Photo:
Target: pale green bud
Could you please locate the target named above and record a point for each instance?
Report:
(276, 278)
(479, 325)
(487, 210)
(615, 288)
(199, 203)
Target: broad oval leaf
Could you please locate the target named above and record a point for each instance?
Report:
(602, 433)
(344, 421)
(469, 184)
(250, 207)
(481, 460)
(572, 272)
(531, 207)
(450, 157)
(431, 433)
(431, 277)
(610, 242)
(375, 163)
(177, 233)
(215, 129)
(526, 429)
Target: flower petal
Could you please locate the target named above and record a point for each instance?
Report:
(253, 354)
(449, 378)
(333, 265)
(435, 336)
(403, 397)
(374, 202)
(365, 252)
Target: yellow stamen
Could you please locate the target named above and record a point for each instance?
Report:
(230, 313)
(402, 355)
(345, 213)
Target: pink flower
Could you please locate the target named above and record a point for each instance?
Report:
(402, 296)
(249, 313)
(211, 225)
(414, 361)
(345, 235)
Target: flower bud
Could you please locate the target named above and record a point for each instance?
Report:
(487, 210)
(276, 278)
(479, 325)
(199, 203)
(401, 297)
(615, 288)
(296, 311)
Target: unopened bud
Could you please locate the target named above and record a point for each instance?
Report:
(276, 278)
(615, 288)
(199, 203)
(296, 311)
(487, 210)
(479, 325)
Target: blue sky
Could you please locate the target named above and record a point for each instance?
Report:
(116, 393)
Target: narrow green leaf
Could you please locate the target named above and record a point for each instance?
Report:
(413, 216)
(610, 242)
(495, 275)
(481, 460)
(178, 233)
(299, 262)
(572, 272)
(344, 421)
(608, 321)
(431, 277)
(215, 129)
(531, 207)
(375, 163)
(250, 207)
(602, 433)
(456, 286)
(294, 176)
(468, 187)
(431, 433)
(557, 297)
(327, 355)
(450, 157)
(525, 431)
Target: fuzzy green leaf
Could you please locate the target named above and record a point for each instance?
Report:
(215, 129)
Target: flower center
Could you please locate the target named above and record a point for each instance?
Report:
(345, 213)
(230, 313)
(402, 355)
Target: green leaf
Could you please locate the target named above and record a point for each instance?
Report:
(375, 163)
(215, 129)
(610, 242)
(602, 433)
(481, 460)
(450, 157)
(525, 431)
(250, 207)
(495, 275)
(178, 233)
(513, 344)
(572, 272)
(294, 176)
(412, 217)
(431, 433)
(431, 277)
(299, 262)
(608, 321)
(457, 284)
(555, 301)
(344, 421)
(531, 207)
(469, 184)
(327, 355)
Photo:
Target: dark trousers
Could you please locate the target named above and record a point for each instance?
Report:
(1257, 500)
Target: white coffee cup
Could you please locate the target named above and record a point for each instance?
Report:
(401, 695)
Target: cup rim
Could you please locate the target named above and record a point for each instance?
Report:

▶ _Stated exercise_: Reproduce every line of the records above word for word, from the first line to the last.

▶ _Problem solution_:
Photo:
Target: pale green bud
Could you please locate the target named above and record a point for each instance?
Report:
(276, 278)
(479, 325)
(487, 210)
(615, 288)
(199, 203)
Target: broad oval leaf
Could you please locate the target named above and record a point for each instance?
Report:
(602, 433)
(344, 421)
(469, 184)
(250, 207)
(481, 460)
(572, 272)
(531, 207)
(450, 157)
(431, 433)
(431, 277)
(610, 242)
(375, 163)
(177, 233)
(215, 129)
(526, 429)
Target: flower petal
Could you please locate the target named above and record a point for each instance?
Report:
(253, 354)
(449, 378)
(333, 265)
(435, 336)
(403, 397)
(374, 202)
(365, 252)
Target: yellow stamen
Could you please locate the target named above and record a point for each instance?
Report:
(230, 313)
(402, 355)
(345, 213)
Target: pink flower
Could you please locate the target named above and record a point for each instance?
Report:
(402, 296)
(249, 313)
(211, 225)
(414, 361)
(345, 235)
Target: flower bud
Could you please locate the target named above and record a point for each instance?
Report:
(487, 210)
(276, 278)
(479, 325)
(199, 203)
(401, 297)
(615, 288)
(296, 311)
Target: unopened bud
Could you please locate the target named above and record a point for each instance?
Report:
(276, 278)
(615, 288)
(199, 203)
(296, 311)
(487, 210)
(479, 325)
Target: blue sky
Could you please locate the target named above and record a point for each instance?
Report:
(116, 393)
Target: narrow green leaf
Could you please locate the target named above and record a point for each instance?
Report:
(413, 216)
(610, 242)
(495, 275)
(481, 460)
(178, 233)
(299, 262)
(572, 272)
(344, 421)
(608, 321)
(431, 277)
(215, 129)
(531, 207)
(375, 163)
(250, 207)
(602, 433)
(456, 286)
(294, 176)
(468, 187)
(431, 433)
(557, 297)
(327, 355)
(450, 157)
(525, 431)
Target: fuzzy green leaf
Could you please locate the target named above and record a point for each instance?
Report:
(215, 129)
Target: flower center
Could you please locate the target named above and record a point for each instance?
Report:
(345, 213)
(230, 313)
(402, 355)
Target: green leaf
Could you please locate the target named above and record a point for each instance?
Report:
(375, 163)
(215, 129)
(610, 242)
(602, 433)
(481, 460)
(450, 157)
(525, 431)
(250, 207)
(495, 275)
(178, 233)
(513, 344)
(572, 272)
(294, 176)
(412, 217)
(431, 433)
(431, 277)
(299, 262)
(608, 321)
(457, 284)
(555, 301)
(344, 421)
(531, 207)
(469, 184)
(327, 355)
Photo:
Target: dark trousers
Could you please locate the target named above and record a point for each instance?
Report:
(1257, 500)
Target: white coffee cup
Could you please locate the target named above and record a point for each instance?
Report:
(401, 695)
Target: cup rim
Could you please locate the target named above and record a point for each instance?
Report:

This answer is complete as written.